-- start of Exercise data --

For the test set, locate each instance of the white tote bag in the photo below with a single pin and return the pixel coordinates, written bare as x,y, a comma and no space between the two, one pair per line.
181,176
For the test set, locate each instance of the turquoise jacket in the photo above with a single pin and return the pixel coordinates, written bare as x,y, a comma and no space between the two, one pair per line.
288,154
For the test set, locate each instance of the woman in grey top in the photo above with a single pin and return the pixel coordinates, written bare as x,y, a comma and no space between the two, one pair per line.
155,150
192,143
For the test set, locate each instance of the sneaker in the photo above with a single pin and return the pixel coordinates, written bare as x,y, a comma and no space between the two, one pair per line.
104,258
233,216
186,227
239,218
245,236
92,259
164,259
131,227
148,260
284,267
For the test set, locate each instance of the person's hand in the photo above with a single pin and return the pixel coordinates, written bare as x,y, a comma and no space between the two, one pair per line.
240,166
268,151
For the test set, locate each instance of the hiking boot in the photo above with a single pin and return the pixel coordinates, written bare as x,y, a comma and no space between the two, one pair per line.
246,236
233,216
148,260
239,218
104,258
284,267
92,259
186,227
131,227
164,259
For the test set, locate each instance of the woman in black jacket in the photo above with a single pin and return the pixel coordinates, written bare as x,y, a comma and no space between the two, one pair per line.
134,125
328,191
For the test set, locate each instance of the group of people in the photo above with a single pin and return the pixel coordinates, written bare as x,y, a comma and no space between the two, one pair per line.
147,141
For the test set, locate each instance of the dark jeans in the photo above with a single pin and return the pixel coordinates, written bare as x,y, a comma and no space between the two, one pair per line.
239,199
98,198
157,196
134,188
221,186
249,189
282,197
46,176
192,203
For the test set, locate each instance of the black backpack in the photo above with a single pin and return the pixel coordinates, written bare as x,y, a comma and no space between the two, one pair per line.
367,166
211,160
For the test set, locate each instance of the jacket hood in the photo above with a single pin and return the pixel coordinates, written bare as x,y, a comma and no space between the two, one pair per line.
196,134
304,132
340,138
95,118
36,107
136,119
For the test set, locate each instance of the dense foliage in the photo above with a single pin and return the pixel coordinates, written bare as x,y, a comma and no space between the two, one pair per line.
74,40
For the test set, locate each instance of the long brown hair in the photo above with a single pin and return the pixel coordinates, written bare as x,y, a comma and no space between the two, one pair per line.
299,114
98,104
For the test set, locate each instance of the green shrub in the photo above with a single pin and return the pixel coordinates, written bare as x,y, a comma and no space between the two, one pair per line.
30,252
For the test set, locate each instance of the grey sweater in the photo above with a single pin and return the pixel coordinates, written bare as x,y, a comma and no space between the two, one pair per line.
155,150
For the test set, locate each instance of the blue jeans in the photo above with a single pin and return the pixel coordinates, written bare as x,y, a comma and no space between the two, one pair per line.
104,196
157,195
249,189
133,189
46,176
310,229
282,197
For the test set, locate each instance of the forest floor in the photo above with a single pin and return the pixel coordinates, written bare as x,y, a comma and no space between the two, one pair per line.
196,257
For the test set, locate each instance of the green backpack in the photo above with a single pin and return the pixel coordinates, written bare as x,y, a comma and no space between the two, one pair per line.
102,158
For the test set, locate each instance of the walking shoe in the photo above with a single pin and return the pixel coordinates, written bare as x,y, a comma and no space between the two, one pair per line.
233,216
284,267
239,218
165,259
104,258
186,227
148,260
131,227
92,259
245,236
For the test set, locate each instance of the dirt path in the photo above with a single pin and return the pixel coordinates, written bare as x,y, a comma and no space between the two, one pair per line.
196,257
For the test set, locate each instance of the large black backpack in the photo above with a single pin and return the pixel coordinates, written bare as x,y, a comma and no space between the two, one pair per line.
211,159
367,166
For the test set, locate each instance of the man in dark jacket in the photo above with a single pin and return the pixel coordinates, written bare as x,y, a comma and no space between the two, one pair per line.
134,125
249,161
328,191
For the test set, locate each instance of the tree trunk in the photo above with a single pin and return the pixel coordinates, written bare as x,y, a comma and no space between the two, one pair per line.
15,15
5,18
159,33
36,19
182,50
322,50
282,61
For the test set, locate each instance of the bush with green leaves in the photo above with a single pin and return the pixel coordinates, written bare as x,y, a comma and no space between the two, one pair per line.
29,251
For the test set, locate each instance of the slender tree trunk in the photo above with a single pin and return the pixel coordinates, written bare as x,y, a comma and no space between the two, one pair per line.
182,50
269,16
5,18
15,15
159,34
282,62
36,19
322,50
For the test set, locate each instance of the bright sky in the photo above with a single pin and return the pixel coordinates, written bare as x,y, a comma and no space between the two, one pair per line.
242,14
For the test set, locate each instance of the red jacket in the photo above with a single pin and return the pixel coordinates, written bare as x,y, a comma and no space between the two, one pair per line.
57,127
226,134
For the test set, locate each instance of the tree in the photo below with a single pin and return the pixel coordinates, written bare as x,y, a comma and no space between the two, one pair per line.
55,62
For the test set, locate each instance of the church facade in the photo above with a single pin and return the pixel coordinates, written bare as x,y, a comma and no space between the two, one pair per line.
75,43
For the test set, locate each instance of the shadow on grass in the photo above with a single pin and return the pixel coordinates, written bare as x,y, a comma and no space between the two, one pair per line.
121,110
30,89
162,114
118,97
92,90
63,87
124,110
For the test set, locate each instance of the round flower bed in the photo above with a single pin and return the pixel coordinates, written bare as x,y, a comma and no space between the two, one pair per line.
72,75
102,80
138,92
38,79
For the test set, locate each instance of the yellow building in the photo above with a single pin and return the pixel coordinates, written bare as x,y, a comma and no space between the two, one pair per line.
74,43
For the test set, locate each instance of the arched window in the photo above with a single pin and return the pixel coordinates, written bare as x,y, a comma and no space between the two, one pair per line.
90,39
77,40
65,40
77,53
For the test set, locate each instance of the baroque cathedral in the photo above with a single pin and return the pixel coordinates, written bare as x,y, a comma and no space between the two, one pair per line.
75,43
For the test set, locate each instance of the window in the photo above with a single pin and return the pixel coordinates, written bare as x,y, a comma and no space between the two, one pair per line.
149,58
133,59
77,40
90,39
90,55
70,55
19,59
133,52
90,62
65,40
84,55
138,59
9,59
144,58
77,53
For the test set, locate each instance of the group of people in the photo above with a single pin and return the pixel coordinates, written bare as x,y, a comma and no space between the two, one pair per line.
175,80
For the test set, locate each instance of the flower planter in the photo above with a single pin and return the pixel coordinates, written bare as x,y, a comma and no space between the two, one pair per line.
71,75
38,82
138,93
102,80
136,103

-- end of Exercise data --

◆ Task brief
Your task is to quote all of the data word for word.

◆ Answer to this problem
For the test set, locate each instance of the white tote bag in the photo below with a single pin and return the pixel coordinates, written bare as x,y, a comma and no space between the two, one pair per line.
181,176
For the test set, locate each instance of the turquoise jacket in the photo above with a single pin and return the pixel coordinates, written bare as x,y, a comma and no space between the two, one pair per line.
288,154
For the test set, locate each instance of the woman in grey top in the photo above with a single pin and return the pixel coordinates, written bare as x,y, a comma and no space between the two, one pair per line.
155,150
192,143
For the test set, locate each instance of the sneaker in the photo above with a single pin and return the pixel coordinates, written bare as x,y, a comma and no space between the two, one pair per line.
104,258
233,216
186,227
239,218
245,236
92,259
164,259
131,227
148,260
284,267
For the test set, locate each instance of the person's hand in the photo above with a single pin and return the pixel coordinates, written bare as x,y, a comma and no space between the two, one pair per line.
240,166
268,151
For the test set, locate each instance of the hiking boot in the photo above with a single pin and return the pixel coordinates, written bare as x,y, a comma and no space between the two, one pair per line.
246,236
233,216
148,260
239,218
104,258
284,267
92,259
186,227
131,227
164,259
For the test set, locate each instance of the woman in black jacket in the photo above with a single pin and return the pixel coordinates, written bare as x,y, a comma and no space between the two, one pair per line.
134,125
328,191
For the test set, locate each instance of the group of people in the photo above with a single pin and return the pixel coordinates, written bare as x,y, a comma and no space between the two, one pair per line.
147,141
For the test set, locate each instance of the dark jeans in the photo above with a single pin and return the pixel coordinates, written bare as x,y, a comma and no space between the two, one pair per line.
239,199
98,198
157,196
134,188
221,186
249,189
282,197
46,176
192,203
For the test set, locate each instance of the black backpack in the photo above with a single pin and return the pixel coordinates, written bare as x,y, a comma and no space between the two, one pair per line.
367,166
211,160
For the test set, locate each instance of the jacket hood in the photo above with a single pin and return the pixel coordinates, written bare as x,y, a comma and no space between the two, one pair per line.
196,134
304,132
340,138
95,118
36,107
136,119
For the test set, locate each instance of the dense foliage in the photo above with a single pin and return the pixel coordinates, written bare as x,y, a comma and no space between the two, one pair per line.
74,40
For the test set, locate each instance of the long brown hair in the photo above with a single pin and return the pixel coordinates, written bare as x,y, a comma and no space between the two, one pair per line.
299,114
98,104
For the test set, locate each instance of the green shrub in the photo above with a single pin and return the pixel coordinates, written bare as x,y, a comma and no space between the two, one pair per line.
30,252
For the test set, locate each instance of the grey sweater in the photo above with a single pin and return the pixel coordinates, written bare as x,y, a comma and no space between the two, one pair per line.
155,150
For the test set, locate each instance of the blue jeans in the photo above with a single pin and return the pixel coordinates, written bare as x,y, a comma and no space between the two, one pair per line.
104,196
157,195
249,189
133,189
46,176
310,229
282,197
For the test set, locate each instance of the forest floor in the photo above with a single pin and return the pixel coordinates, written bare as x,y, a comma and no space between the two, one pair per line.
196,257
For the test set, locate each instance of the green backpack in the photo above with a single pin and return the pixel coordinates, written bare as x,y, a comma and no space between the two, one pair per line.
102,158
For the test set, locate each instance of the walking shoe in the photo above with a single pin and return the pixel coordinates, written bare as x,y, a comma and no space between the two, one pair per line.
233,216
284,267
239,218
165,259
104,258
186,227
148,260
131,227
92,259
245,236
For the test set, locate each instance of the dirt path in the photo above with a single pin and return the pixel coordinates, written bare as x,y, a comma and no space between the two, one pair per line.
196,257
For the test set, locate each instance of the large black backpack in the photo above with a single pin and return the pixel coordinates, written bare as x,y, a comma and no space between the two, one pair per line.
211,159
367,166
For the test set, locate each instance of the man in dark jacket in the photo above with a single pin and return the pixel coordinates, written bare as x,y, a comma and no space between the two, one pair per line.
134,125
249,161
328,191
For the test set, locate each instance of the tree trunk in the photo above with a single pin and return the pixel coordinates, written bare as x,y, a comma and no space between the two, one pair per line.
15,15
5,18
159,33
36,19
182,50
322,50
282,61
For the test set, locate each instance of the bush with green leaves in the photo above with a single pin and return the pixel coordinates, written bare as x,y, a comma and no space between the two, one pair per line.
29,251
For the test set, locate each instance of the slender tree trunk in the photo above with a single pin and return the pixel coordinates, written bare as x,y, a comma and no space between the two, one pair per line.
182,50
269,16
5,18
15,15
159,34
282,62
36,19
322,50
For the test set, locate each instance of the bright sky in the photo above with a single pin and return the pixel coordinates, written bare as x,y, a comma and no space between the two, one pair per line.
242,14
For the test set, locate each instance of the red jacket in the photo above with a single pin and return the pixel coordinates, written bare as x,y, a comma and no space between the two, one pair per line.
57,127
226,134
For the test set, locate each instance of the tree in the photo below with a single pin and return the pixel coordinates, written bare as x,y, a comma and no space between the two, one pair per line.
55,62
For the test set, locate each instance of the church facade in the photo above with a single pin and return the pixel coordinates, written bare as x,y, a comma and no space between the two, one pair per line.
75,43
For the test set, locate each instance of the shadow on grass in the photo above with a single pin and return the pixel coordinates, written bare as x,y, a comma and no space between the two, one pair per line.
121,110
30,89
162,114
118,97
92,90
63,87
124,110
For the test set, locate each instance of the round flower bed in the photo above with a single pin and return the pixel coordinates, written bare as x,y, a comma and no space between the two, one pair per line.
72,75
102,80
138,92
38,79
For the test set, locate each instance of the yellow building in the photo above with a single pin and return the pixel coordinates, written bare as x,y, a comma and no space between the two, one pair per line.
74,43
For the test set, locate each instance of the arched window in the photo above with a single pin and return the pixel coordinates, written bare as x,y, a comma and no space between the two, one pair per line.
90,39
77,40
65,40
77,53
For the test set, locate each instance of the baroque cathedral in the photo above with a single pin and return the pixel coordinates, written bare as x,y, a comma and no space between the two, one pair per line.
75,43
For the test set, locate each instance of the window in the photo above with a single pin and return the pixel coordinates, written bare as x,y, a comma and no space between the two, one pair per line.
149,58
133,59
77,40
90,39
90,55
70,55
19,59
133,52
90,62
65,40
84,55
138,59
9,59
144,58
77,53
For the test set, locate each instance of the group of people in the photo above with a single pin and return the pixel coordinates, written bare as x,y, a comma and no space between the two, one pair per line.
175,80
For the test set, locate each instance of the flower planter in the photo above with a single pin and return the pixel coordinates, written bare as x,y, a comma and no space between the two, one pair per line.
71,75
38,82
138,93
102,80
136,103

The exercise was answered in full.